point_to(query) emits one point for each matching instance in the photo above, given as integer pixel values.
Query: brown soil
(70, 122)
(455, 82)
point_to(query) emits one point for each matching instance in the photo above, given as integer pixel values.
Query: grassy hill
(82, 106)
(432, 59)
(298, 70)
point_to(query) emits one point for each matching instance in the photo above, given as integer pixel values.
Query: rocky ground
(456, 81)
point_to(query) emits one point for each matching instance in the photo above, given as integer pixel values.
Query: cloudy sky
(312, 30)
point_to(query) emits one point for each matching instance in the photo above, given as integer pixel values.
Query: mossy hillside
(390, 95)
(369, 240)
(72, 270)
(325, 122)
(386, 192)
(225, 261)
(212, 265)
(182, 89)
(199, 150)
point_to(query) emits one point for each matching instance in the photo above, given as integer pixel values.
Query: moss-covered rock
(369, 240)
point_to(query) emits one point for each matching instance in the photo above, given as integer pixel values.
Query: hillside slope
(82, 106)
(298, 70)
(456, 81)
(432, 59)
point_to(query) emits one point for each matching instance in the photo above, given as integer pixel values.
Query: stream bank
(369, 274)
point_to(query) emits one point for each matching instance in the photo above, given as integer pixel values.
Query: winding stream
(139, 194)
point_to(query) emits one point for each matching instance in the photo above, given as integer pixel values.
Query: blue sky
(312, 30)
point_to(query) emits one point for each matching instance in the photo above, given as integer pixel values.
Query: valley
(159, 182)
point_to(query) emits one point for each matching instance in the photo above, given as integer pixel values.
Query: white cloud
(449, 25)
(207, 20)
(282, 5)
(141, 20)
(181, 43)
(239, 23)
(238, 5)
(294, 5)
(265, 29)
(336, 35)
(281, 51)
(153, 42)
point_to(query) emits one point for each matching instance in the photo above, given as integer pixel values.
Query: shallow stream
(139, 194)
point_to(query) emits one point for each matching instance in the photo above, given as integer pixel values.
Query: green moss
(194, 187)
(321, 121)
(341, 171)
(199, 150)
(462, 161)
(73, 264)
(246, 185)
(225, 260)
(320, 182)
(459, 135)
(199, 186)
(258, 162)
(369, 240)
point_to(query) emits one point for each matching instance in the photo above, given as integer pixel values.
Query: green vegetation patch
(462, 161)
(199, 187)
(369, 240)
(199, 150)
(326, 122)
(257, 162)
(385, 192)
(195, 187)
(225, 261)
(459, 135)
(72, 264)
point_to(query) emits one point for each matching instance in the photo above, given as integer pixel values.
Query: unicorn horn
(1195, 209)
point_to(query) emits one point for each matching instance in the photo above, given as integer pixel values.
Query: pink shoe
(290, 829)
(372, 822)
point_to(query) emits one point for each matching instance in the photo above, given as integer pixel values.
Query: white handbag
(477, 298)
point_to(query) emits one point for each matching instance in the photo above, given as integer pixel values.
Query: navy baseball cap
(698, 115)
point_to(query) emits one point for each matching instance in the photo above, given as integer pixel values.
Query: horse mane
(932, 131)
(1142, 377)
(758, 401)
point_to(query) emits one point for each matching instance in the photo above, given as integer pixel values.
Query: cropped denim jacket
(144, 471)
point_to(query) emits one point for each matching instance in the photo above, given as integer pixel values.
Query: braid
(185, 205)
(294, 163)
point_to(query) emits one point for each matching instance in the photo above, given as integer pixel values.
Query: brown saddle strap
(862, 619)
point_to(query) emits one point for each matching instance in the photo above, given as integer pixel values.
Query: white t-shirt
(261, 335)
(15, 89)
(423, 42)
--
Filter the material above down to the lines that contain the word "stream", copying each of those lines in full. Case counts.

Query: stream bank
Query: winding stream
Query: shallow stream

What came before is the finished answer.